▶ **YOUR TASK**: Only the pictures are to be dropped; return all other data below exactly.

DATASET EXTRACT below:

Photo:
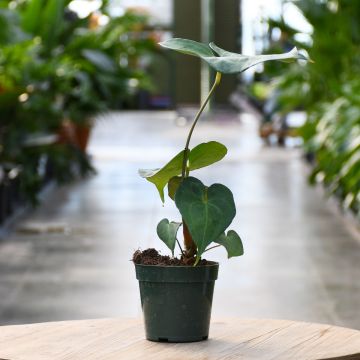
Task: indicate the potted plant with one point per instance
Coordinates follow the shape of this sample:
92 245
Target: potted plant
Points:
176 293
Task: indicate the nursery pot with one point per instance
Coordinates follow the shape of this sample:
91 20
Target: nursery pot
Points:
176 301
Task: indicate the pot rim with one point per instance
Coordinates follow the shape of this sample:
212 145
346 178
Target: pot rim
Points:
213 263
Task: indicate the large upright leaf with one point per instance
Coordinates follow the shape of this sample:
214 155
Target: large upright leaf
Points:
227 62
207 211
200 156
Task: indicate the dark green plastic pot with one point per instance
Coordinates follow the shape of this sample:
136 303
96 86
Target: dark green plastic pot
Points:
176 301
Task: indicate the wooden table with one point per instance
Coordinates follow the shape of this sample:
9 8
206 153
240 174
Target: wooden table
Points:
118 339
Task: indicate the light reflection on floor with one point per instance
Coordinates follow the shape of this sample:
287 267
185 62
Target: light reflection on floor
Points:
301 262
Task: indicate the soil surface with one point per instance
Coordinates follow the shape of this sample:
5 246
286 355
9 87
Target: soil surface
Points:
152 257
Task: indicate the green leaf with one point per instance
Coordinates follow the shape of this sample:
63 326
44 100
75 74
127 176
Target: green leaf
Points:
188 47
206 154
173 185
207 211
160 177
227 62
167 233
232 243
200 156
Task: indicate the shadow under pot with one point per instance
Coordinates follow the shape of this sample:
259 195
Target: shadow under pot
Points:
176 301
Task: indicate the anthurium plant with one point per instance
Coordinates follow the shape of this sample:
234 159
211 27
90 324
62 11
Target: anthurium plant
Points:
206 211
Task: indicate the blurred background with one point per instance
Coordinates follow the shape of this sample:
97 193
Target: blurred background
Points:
87 96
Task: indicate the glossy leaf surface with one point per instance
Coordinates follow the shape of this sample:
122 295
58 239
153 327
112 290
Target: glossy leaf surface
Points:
200 156
226 62
207 211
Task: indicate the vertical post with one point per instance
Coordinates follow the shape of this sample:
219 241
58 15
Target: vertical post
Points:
207 22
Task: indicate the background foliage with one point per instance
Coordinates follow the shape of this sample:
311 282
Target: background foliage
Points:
55 66
328 90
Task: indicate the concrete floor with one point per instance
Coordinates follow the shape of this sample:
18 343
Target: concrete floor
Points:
301 262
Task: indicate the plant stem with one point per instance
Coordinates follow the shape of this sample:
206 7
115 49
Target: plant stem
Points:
190 246
213 247
182 252
186 150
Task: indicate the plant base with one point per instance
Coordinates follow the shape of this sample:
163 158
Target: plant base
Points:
176 301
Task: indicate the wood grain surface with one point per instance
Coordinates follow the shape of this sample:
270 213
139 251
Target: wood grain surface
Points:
117 339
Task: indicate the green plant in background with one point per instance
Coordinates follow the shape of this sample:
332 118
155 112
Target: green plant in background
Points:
206 211
328 92
55 66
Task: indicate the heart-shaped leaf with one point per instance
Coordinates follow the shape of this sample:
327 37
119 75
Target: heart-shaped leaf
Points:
207 211
200 156
227 62
160 177
167 233
173 185
232 243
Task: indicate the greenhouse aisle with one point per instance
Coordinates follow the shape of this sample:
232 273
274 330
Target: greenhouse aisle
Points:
70 259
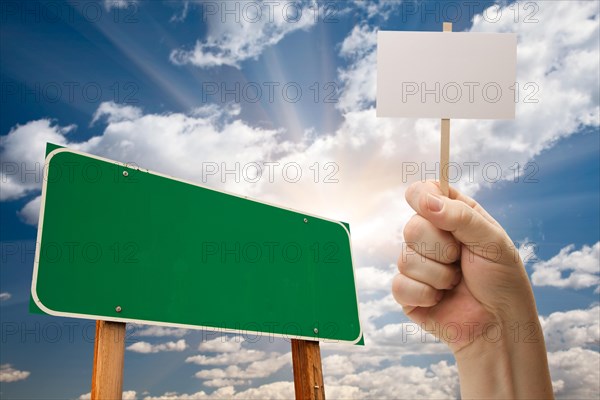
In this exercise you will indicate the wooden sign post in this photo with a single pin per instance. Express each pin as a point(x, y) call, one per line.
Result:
point(445, 141)
point(308, 371)
point(465, 75)
point(109, 356)
point(142, 245)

End of DATASET EXTRACT.

▶ **TASK OUTPUT**:
Photo:
Task: indicate the potted plant with one point per instance
Coordinates follow the shape of this sample:
92 245
Target: potted plant
Points:
176 293
Task: indicate the nursery pot with one point per instance
Coordinates follow the shape of this sample:
91 20
Target: nursery pot
Points:
176 301
Task: indicate the pot rim with one point per instance
Coordinates follow the shape of this sample:
212 145
346 178
Target: pot rim
Points:
213 263
Task: indicate the large upright leaf with one point per instance
Coordinates follow the shape of this sample:
214 155
Target: large upright leaf
Points:
227 62
207 211
200 156
Task: indicate the dark green plastic pot with one point per instance
Coordinates follow the shape of this sample:
136 303
96 86
Target: dark green plastic pot
Points:
176 301
Task: indicate the wooden table with one point per instance
Coordinates follow the shape of this sample:
9 8
206 153
240 174
Target: wooden table
Points:
118 339
Task: indicate the light reflection on floor with one point per instance
Coordinates follow the shape of this sample:
287 267
185 62
Target: light reflection on floor
Points:
301 262
Task: indicate the soil surface with one point per instance
Coordinates follow the shape of this sample:
5 246
286 355
9 87
Target: soil surface
Points:
152 257
Task: indicate the green leaf with one point per instance
Coordinates follow the shape of this sample:
63 326
44 100
75 74
127 176
Target: green leaf
Points:
188 47
206 154
173 185
207 211
160 177
227 62
167 233
232 243
200 156
Task: indicate the shadow under pot with one point per instance
Coordinates follow the shape of this sample:
259 195
Target: shadow under pot
Points:
176 301
Task: indicate the anthurium plant with one point per instance
Coordinates follow the shape of this sample:
234 159
211 27
90 324
62 11
Target: anthurium plant
Points:
206 211
Task: indicate the blurred background with one point per instance
Coordinates follow the shape of this sample:
97 193
Target: blurred background
Points:
87 96
Task: indicate the glossy leaf surface with one point per instance
Coordinates follow the shape of this sample:
122 295
58 239
153 327
112 290
Target: glossy leaf surface
Points:
200 156
226 62
207 211
Task: indicate the vertical post with one point per instance
Coordinates follow the shape of this sample:
219 241
58 15
Target: vertical post
Points:
207 22
Task: indicate the background foliage with one point per instance
Coordinates follow the shape of this sample:
311 282
Target: background foliage
Points:
55 66
328 90
Task: indicate the concrete floor with one point per instance
Coordinates follow the shape of this sample:
18 343
Target: concrete floor
Points:
301 262
Task: indicate the plant stem with one point per instance
Coordinates follow the shape of this sample:
206 7
115 49
Target: plant stem
Points:
190 246
213 247
182 252
186 150
Task: indicate the plant base with one point per instance
Coordinates follow the shape of this sample:
163 158
Target: plant base
Points:
176 301
Task: indicate the wood grain surface with one point per instance
Coordinates follow the shape of this sample:
270 213
139 251
Target: wood grain surface
Points:
117 339
Task: indicate the green plant in background with one point per instance
Coordinates follow the shape of this sample:
332 118
155 112
Target: green plant in background
Points:
206 211
328 92
55 66
Task: indicate the heart-shaped leaf with one point per instance
Coordinates follow the shape of this sample:
327 37
119 75
Target: heart-shaped leaf
Points:
207 211
200 156
227 62
160 177
167 233
173 185
232 243
Task: indicate the greenhouse aisle with one point per instance
Coordinates follow the shape of this sample:
232 273
274 330
Target: greenhouse aisle
Points:
70 259
In this exercise you will indicate the wooden sign post in this photo with a single pin per instance. Express each pin as a point(x, y) call, one per line.
Result:
point(445, 141)
point(308, 371)
point(465, 75)
point(109, 356)
point(142, 245)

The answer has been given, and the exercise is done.